---------- Data to use
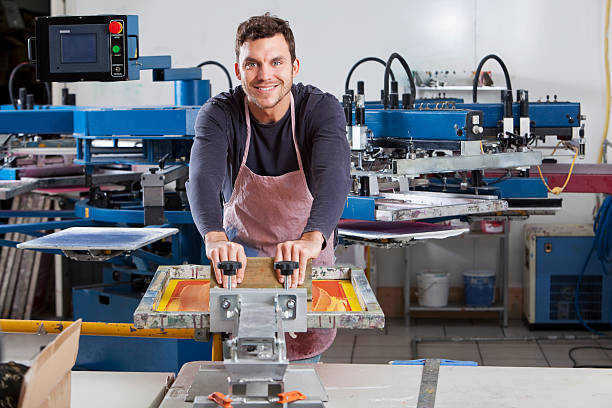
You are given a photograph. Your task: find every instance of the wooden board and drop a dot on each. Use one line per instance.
(47, 382)
(260, 273)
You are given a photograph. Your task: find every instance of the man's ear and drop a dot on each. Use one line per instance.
(296, 66)
(237, 69)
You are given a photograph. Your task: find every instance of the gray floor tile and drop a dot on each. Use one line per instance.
(398, 327)
(427, 328)
(479, 329)
(517, 328)
(345, 339)
(370, 332)
(390, 353)
(339, 350)
(606, 343)
(557, 353)
(508, 350)
(454, 351)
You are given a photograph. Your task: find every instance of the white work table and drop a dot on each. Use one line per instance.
(104, 389)
(374, 385)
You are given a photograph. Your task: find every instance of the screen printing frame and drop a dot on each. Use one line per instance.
(146, 315)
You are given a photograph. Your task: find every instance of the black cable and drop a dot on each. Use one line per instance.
(477, 75)
(585, 348)
(361, 61)
(505, 177)
(227, 74)
(402, 61)
(12, 78)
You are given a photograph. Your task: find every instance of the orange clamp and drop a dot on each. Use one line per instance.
(221, 399)
(290, 396)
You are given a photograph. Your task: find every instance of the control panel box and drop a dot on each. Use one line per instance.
(84, 48)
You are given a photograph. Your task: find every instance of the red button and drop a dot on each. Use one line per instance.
(115, 27)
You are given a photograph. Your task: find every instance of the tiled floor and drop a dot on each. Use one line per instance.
(394, 343)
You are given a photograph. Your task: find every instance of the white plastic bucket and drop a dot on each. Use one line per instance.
(479, 288)
(432, 288)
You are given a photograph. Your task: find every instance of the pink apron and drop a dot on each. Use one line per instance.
(267, 210)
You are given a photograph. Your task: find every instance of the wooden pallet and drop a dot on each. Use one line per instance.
(19, 269)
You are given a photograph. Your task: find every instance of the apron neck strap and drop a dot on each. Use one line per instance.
(248, 125)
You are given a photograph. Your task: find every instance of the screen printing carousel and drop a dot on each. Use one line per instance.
(255, 371)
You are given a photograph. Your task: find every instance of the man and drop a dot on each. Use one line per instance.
(278, 154)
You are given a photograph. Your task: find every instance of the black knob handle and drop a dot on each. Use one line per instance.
(229, 268)
(286, 267)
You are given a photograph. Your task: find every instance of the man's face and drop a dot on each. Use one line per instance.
(266, 71)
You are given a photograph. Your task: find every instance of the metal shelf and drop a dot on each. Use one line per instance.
(455, 307)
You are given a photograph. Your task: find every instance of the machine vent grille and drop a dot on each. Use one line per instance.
(562, 291)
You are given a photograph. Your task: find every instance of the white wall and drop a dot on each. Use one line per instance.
(550, 47)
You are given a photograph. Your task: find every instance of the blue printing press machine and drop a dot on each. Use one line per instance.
(164, 134)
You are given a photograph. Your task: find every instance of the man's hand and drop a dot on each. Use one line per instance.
(301, 250)
(218, 249)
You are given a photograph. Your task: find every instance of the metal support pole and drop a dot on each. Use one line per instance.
(91, 329)
(506, 270)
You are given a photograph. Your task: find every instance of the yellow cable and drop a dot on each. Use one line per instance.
(559, 190)
(607, 61)
(555, 149)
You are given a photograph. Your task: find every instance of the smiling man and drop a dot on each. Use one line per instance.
(277, 154)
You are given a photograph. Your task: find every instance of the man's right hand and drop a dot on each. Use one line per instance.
(218, 249)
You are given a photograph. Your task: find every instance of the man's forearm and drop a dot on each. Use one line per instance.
(314, 236)
(215, 236)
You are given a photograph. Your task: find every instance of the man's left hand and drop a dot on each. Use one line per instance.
(301, 250)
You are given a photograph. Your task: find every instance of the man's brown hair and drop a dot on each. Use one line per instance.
(265, 26)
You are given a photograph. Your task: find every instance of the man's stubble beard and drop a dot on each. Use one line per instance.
(284, 91)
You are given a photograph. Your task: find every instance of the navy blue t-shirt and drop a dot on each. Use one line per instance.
(218, 148)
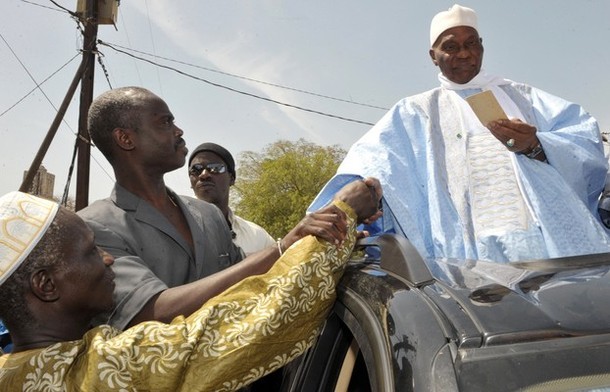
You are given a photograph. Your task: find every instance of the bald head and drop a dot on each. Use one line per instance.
(117, 108)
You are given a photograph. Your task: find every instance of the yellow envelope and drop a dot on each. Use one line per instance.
(486, 107)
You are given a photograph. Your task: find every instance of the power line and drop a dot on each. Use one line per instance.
(235, 90)
(251, 79)
(36, 88)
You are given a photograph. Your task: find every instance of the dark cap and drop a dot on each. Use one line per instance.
(218, 150)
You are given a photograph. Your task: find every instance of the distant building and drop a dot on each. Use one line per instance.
(43, 184)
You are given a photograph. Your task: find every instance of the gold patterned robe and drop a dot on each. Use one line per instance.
(256, 326)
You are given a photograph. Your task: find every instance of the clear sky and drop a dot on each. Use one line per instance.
(369, 53)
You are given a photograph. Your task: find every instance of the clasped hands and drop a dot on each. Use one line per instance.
(330, 223)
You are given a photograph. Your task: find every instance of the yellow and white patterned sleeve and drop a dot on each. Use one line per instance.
(251, 329)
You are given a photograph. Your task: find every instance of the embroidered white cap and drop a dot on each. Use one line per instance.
(23, 221)
(453, 17)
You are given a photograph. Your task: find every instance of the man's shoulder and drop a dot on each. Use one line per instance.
(200, 205)
(99, 209)
(241, 221)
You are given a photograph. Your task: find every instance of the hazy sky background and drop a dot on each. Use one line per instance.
(366, 52)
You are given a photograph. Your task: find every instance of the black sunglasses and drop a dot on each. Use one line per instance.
(212, 168)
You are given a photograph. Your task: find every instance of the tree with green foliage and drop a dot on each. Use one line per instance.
(274, 187)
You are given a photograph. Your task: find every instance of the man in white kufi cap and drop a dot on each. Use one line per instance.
(54, 280)
(523, 185)
(453, 17)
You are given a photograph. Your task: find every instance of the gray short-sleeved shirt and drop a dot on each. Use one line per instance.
(150, 254)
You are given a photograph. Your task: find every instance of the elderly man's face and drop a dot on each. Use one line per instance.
(458, 52)
(87, 281)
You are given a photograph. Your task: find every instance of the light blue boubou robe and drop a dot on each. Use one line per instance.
(426, 162)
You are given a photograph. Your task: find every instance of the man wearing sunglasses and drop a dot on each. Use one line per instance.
(172, 253)
(212, 173)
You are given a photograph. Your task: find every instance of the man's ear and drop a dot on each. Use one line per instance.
(433, 57)
(123, 137)
(42, 284)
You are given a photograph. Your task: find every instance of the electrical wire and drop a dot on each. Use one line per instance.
(250, 79)
(235, 90)
(36, 88)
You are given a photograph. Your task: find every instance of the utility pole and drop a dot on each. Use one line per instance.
(86, 97)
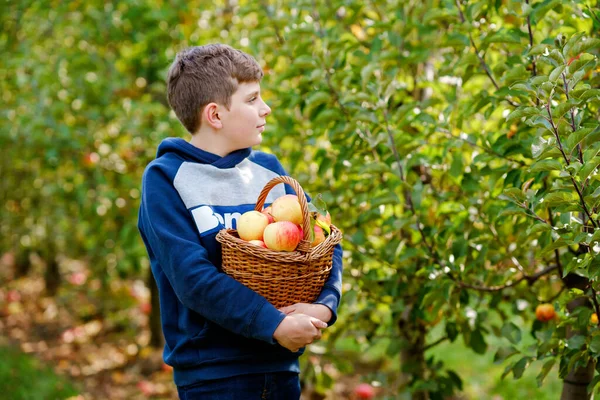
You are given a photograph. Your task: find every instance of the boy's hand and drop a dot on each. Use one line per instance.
(314, 310)
(298, 330)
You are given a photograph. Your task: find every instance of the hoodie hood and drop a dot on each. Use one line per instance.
(189, 152)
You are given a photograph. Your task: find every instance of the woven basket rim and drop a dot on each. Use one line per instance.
(228, 237)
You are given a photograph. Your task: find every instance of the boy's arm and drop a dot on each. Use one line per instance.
(332, 290)
(171, 236)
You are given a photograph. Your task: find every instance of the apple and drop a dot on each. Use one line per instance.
(13, 296)
(258, 243)
(545, 312)
(77, 278)
(287, 208)
(146, 308)
(282, 236)
(364, 391)
(325, 218)
(319, 236)
(267, 212)
(251, 224)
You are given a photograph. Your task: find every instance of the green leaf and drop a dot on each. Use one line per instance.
(571, 43)
(588, 168)
(511, 332)
(576, 137)
(576, 342)
(540, 9)
(583, 46)
(477, 342)
(563, 108)
(556, 72)
(538, 49)
(504, 353)
(538, 145)
(553, 246)
(519, 367)
(546, 368)
(558, 199)
(451, 331)
(304, 62)
(588, 94)
(515, 194)
(595, 344)
(546, 165)
(522, 112)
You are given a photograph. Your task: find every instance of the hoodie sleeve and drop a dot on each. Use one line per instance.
(172, 239)
(332, 290)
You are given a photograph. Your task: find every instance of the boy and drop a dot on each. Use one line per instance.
(223, 340)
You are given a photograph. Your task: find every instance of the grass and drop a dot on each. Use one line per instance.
(22, 377)
(482, 378)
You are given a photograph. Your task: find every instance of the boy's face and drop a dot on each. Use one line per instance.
(245, 120)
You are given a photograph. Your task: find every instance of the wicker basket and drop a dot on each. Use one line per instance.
(283, 278)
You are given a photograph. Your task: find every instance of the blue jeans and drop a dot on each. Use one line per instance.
(270, 386)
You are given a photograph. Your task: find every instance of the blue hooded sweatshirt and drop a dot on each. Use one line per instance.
(214, 326)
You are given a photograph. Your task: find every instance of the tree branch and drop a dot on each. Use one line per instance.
(595, 301)
(529, 278)
(486, 149)
(534, 71)
(481, 60)
(440, 340)
(581, 199)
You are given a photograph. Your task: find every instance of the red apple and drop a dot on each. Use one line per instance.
(77, 278)
(319, 236)
(545, 312)
(287, 208)
(267, 212)
(146, 308)
(13, 296)
(146, 387)
(325, 218)
(251, 224)
(364, 391)
(282, 236)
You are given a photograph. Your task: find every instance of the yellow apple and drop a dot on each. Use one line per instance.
(287, 208)
(251, 225)
(282, 236)
(258, 243)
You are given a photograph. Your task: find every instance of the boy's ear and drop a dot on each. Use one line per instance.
(211, 115)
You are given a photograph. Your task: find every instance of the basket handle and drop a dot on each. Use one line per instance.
(304, 245)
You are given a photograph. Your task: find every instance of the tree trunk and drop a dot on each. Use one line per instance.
(412, 358)
(156, 334)
(22, 264)
(413, 366)
(52, 275)
(576, 382)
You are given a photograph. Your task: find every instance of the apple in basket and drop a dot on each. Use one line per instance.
(287, 208)
(282, 236)
(258, 243)
(251, 225)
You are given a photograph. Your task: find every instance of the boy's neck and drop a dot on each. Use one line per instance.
(209, 142)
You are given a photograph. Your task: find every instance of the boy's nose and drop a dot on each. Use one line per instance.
(266, 110)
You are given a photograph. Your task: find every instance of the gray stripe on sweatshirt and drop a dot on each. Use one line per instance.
(203, 184)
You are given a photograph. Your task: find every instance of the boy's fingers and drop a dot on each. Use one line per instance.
(318, 335)
(318, 323)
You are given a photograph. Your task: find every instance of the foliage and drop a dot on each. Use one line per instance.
(17, 371)
(455, 144)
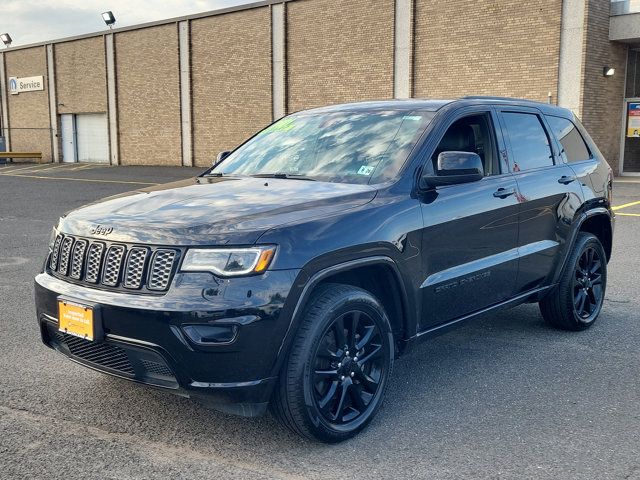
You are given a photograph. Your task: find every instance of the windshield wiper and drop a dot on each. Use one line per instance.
(294, 176)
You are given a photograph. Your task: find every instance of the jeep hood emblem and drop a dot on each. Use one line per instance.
(100, 230)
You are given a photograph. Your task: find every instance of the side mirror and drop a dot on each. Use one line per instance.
(221, 156)
(454, 168)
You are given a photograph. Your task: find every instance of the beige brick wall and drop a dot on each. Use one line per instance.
(602, 97)
(339, 51)
(231, 80)
(147, 78)
(29, 111)
(496, 47)
(81, 85)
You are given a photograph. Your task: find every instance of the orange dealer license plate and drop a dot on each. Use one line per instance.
(75, 319)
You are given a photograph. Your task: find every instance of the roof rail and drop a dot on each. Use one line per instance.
(493, 97)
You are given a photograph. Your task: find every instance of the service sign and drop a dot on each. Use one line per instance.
(25, 84)
(633, 122)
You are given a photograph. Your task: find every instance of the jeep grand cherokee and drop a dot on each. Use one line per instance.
(297, 268)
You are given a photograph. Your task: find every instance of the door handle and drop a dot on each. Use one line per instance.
(565, 180)
(504, 192)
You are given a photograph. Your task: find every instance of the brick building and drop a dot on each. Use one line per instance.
(175, 92)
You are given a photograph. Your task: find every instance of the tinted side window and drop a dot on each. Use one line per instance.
(529, 141)
(573, 147)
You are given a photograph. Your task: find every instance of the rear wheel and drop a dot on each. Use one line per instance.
(577, 300)
(337, 371)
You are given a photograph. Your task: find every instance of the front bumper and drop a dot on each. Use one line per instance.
(145, 339)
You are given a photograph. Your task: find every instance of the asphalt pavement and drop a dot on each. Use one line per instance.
(503, 397)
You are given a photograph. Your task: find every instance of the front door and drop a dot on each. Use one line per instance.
(470, 237)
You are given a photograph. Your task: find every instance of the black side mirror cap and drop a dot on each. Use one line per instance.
(454, 168)
(221, 156)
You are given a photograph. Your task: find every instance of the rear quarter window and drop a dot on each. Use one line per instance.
(573, 146)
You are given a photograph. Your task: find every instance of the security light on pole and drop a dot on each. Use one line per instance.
(6, 39)
(108, 18)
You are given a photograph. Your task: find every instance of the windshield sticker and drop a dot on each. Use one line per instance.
(283, 125)
(366, 170)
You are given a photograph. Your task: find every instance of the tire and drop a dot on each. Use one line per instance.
(342, 399)
(575, 303)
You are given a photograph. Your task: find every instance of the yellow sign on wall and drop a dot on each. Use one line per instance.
(633, 120)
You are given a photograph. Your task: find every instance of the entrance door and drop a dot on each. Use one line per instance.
(630, 144)
(93, 138)
(68, 128)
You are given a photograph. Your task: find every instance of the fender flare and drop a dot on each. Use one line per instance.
(574, 235)
(316, 278)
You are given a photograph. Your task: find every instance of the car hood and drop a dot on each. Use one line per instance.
(212, 210)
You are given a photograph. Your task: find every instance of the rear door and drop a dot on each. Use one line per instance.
(470, 236)
(549, 194)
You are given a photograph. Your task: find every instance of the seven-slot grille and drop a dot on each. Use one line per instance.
(113, 265)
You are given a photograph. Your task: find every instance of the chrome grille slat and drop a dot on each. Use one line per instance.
(161, 269)
(77, 259)
(113, 265)
(94, 261)
(134, 269)
(65, 254)
(55, 253)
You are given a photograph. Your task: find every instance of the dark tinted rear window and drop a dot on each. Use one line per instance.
(573, 147)
(529, 141)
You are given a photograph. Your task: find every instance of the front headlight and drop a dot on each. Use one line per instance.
(228, 262)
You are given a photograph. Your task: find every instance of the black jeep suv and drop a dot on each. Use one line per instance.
(297, 268)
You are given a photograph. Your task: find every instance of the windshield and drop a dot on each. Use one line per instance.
(348, 147)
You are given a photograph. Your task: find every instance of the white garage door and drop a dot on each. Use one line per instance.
(92, 137)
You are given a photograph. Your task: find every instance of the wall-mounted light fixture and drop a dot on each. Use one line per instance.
(108, 18)
(6, 39)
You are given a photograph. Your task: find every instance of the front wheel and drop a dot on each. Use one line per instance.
(576, 301)
(338, 368)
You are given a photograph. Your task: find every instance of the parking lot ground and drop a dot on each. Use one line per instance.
(503, 397)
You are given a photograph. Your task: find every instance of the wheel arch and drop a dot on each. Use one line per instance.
(395, 300)
(600, 225)
(597, 221)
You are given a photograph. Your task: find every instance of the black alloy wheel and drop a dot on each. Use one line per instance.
(348, 366)
(588, 292)
(576, 301)
(338, 367)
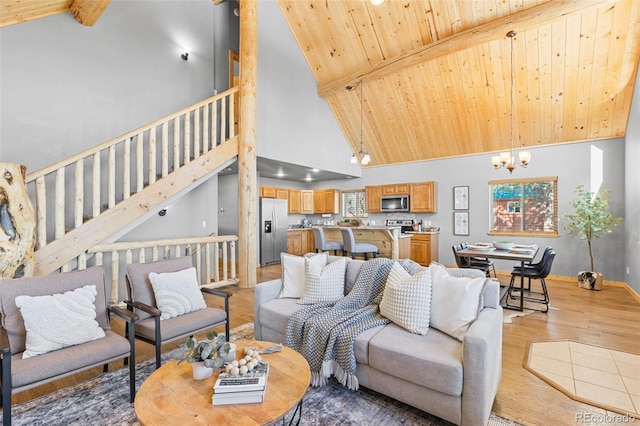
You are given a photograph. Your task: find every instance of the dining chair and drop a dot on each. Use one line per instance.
(539, 272)
(350, 246)
(321, 244)
(143, 300)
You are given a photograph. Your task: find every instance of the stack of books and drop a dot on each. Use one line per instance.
(245, 389)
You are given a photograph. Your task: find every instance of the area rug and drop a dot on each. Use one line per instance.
(591, 374)
(104, 401)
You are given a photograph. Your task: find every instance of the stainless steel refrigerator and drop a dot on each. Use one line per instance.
(273, 229)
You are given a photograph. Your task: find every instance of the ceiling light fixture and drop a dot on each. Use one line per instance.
(362, 156)
(185, 52)
(506, 159)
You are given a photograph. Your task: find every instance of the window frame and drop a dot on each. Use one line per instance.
(522, 182)
(360, 194)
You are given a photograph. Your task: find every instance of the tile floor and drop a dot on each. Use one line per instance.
(595, 375)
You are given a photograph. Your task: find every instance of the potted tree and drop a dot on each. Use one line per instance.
(590, 220)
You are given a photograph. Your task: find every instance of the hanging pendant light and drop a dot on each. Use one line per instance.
(363, 156)
(506, 159)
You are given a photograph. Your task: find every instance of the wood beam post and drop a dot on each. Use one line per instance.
(247, 168)
(17, 223)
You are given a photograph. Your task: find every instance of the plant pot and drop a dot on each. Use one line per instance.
(590, 280)
(201, 372)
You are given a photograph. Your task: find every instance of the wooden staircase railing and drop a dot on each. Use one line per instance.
(214, 259)
(109, 185)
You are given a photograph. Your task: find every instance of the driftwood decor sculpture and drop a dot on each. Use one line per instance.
(17, 223)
--------------------
- Problem statement
Quote the entries verbatim, from the line with "the wood beam" through the end of the entries, including both of those lines.

- Result for this exercise
You are given a photograph. Your task: find every instance of the wood beam post and drop a dot on each. Use one line per instance.
(247, 168)
(17, 223)
You are given a photograph. Your task: find every instance of the plant pot and drop a dot on each. Use one line per instance.
(590, 280)
(201, 372)
You are given a photograph. Your task: find every instance of the wooden staircase railing and drop a dot on each. Use one line per instance.
(214, 259)
(109, 185)
You are given a photograph. Your task: find every instance of the driftwood decor sculpture and drop a dot on each. Use one line per instance.
(17, 223)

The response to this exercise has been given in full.